**Page extract**
--

Is my daughter having a good time at school or is she secretly being bullied?
How is her body image? Is she bulimic and I don’t know about it?
And what about her self esteem? How intact is that given she is bombarded with some 200 advertising and media images each day, according to recent research, that will make her question whether she is sufficiently pretty or thin enough to meet with societies exacting standards.
Enough already.
And now the Government want to come in between a parent and their child, in the official capacity of curbing our teenage pregnancy issue, and they expect us to accept that? Forget it!
Some people claim that these implants may be used to help regulate a teenagers menstrual cycle. OK. But if that is the case then why would that need to be kept secret from the parent?
Or is that just another ruse to help bolster the State’s control over our children?

--

[Records contained in a dataset]
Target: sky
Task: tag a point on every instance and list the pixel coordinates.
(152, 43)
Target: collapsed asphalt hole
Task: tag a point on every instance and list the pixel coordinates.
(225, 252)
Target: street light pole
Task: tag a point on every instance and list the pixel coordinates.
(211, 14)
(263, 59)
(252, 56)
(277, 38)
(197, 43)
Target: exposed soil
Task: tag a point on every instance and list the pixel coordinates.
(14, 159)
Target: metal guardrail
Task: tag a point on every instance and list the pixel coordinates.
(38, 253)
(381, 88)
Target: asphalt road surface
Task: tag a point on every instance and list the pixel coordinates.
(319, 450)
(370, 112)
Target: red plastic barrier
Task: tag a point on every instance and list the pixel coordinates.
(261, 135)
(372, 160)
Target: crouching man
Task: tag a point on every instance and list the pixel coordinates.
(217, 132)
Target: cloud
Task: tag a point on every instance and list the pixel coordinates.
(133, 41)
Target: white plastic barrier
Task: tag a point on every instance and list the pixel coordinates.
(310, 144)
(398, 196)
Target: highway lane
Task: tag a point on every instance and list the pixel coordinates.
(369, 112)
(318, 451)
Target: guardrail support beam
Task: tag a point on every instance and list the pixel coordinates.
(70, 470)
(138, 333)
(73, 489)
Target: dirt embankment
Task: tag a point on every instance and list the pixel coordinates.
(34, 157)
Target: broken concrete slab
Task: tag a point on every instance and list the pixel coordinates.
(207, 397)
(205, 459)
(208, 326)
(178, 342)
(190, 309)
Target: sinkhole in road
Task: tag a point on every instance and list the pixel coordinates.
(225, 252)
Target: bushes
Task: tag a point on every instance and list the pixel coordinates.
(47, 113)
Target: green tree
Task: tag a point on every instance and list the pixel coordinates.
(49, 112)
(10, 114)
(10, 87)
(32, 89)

--

According to the page extract, how many advertising and media images is the daughter bombarded with each day?

**Solution**
Some 200, according to recent research.